=== Provided information ===

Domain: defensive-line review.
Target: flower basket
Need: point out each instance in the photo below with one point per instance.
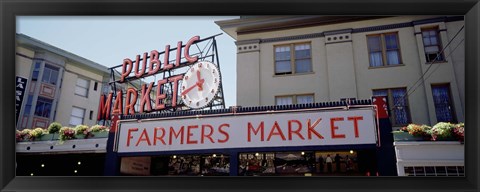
(66, 133)
(56, 136)
(99, 131)
(80, 136)
(46, 137)
(405, 136)
(100, 134)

===

=== Given task ===
Reproduce the lines above with "flower basket" swapped for "hanging planter" and every other part left as it stands. Leave the pictures out of your answer.

=== Solution to the exercise ===
Domain: defensive-line review.
Target: hanging planter
Need: point out each instance in the photo below with one point per instance.
(66, 133)
(56, 136)
(99, 131)
(80, 136)
(46, 137)
(405, 136)
(100, 134)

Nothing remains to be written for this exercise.